** Start READING TEXT **

Regardless of the hopes of many environmentalists, Lynn Scarlett doesn’t anticipate that any federal climate change legislation will pass for at least five years -- probably longer.

But she does think that a lot can happen in the marketplace and laboratory to address global warming. And she sees regional innovations -- like Vermont’s push for “smart grid” electricity delivery -- as a key trend.

Lynn Scarlett will deliver the 2011 Aiken Lecture, “Smart Energy: Science, Technology and Politics,” at the University of Vermont’s Ira Allen Chapel at 5 p.m., Thursday, Sept. 15, 2011.

The event is free and open to the public.

Lynn Scarlett is an avid hiker, birder, and conservationist -- and she was a top official under President George W. Bush, helping to lead the Department of the Interior’s pushback against what she saw as overreaching environmental regulations.

An expert on climate change and large-scale land conservation -- she served as president of the libertarian Reason Foundation and has long made a vigorous case for market-based approaches to many environmental challenges. Scarlett is currently a senior visiting scholar at Resources for the Future in Washington, D.C.

UVM Today spoke with Lynn Scarlett a few days before Hurricane Irene hit land. We reached her by cell phone in South Africa and wanted to hear what she had to say about the future of energy, climate change, and what kinds of birds she was spotting.

UVM Today: The title of your talk is “smart energy.” What is smart energy?

Lynn Scarlett: Usually when people use the term smart energy, they mean new technologies. For example, smart appliances that have metering and are designed for maximum efficiency. But I use the term more broadly to include how we build our city landscapes and use bioengineering to lower our energy needs. I not only include efficient technologies, but also strategies in business that drive toward energy conservation.

** End READING TEXT **
** Start DATA SECTION **

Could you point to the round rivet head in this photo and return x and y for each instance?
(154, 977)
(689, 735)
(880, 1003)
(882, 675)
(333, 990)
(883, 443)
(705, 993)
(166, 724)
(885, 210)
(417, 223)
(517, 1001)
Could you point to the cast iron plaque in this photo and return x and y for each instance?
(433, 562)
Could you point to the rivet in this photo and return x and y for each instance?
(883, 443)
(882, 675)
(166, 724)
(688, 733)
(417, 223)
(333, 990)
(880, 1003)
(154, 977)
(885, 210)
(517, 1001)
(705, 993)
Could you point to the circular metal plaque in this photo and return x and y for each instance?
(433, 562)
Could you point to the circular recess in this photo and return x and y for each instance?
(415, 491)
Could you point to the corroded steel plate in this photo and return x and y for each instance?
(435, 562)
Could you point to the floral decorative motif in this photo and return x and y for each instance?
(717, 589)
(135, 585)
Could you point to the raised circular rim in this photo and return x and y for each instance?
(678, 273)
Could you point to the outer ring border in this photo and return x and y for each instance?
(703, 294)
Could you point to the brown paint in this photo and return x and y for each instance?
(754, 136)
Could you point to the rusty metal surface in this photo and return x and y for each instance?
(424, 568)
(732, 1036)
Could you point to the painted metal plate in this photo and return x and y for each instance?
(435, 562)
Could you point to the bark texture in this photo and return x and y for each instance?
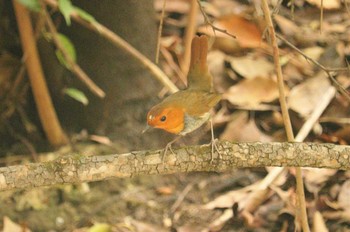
(80, 168)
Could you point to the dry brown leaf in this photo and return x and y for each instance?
(251, 67)
(165, 190)
(10, 226)
(327, 4)
(288, 27)
(312, 52)
(255, 199)
(315, 178)
(252, 92)
(247, 33)
(228, 199)
(343, 197)
(179, 6)
(319, 224)
(218, 223)
(305, 97)
(243, 129)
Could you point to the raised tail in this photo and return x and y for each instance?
(198, 77)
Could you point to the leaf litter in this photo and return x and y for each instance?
(143, 203)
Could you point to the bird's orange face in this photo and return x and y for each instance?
(170, 119)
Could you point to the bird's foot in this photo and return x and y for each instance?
(167, 147)
(214, 147)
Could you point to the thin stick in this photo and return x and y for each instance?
(207, 21)
(181, 197)
(73, 66)
(301, 214)
(122, 44)
(46, 110)
(189, 33)
(316, 114)
(340, 88)
(321, 17)
(160, 29)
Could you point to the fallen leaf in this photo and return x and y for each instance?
(251, 92)
(319, 224)
(10, 226)
(247, 33)
(305, 97)
(165, 190)
(288, 27)
(243, 129)
(327, 4)
(343, 197)
(315, 178)
(219, 223)
(251, 67)
(228, 199)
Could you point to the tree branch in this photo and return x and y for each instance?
(80, 168)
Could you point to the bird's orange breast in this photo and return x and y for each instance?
(168, 118)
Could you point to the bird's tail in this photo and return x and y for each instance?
(198, 77)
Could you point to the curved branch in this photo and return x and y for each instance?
(80, 168)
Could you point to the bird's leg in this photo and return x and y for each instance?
(213, 143)
(168, 147)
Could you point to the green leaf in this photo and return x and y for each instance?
(32, 5)
(69, 47)
(66, 7)
(76, 95)
(85, 15)
(100, 227)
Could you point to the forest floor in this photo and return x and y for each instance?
(243, 71)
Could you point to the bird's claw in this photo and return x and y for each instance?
(215, 147)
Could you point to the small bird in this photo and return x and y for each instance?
(188, 109)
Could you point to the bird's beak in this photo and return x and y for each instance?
(146, 129)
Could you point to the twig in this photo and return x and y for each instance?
(23, 140)
(321, 106)
(326, 70)
(81, 168)
(189, 33)
(207, 21)
(122, 44)
(321, 17)
(301, 214)
(181, 197)
(160, 29)
(73, 66)
(46, 110)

** End DATA SECTION **

## PROBLEMS TO SOLVE
**1.** In the article on Lynn Scarlett, why did she help lead the Department of the Interior's pushback against environmental regulations? Answer in one to three sentences.
**2.** Extract the lines of the records from the line with "Could you point to the green" through the end of the records, reproducing each one unchanged.
The article and the records have no connection to each other.

## ANSWERS TO THE EXERCISE
**1.** She helped lead that pushback because she saw those environmental regulations as overreaching.

**2.**
Could you point to the green leaf in this photo and return x and y for each instance?
(32, 5)
(69, 47)
(66, 7)
(76, 95)
(85, 15)
(100, 227)
Could you point to the forest floor in this photo and return x and y for each instance?
(243, 71)
Could you point to the bird's claw in this photo and return x and y for each instance?
(215, 147)
Could you point to the small bird in this photo and return x and y for each instance?
(188, 109)
Could you point to the bird's beak in this photo and return x and y for each instance?
(146, 129)
Could you point to the twig in this photo and return x and y for each instance?
(23, 140)
(321, 106)
(326, 70)
(81, 168)
(189, 33)
(207, 21)
(122, 44)
(321, 17)
(301, 214)
(181, 197)
(160, 29)
(73, 66)
(46, 110)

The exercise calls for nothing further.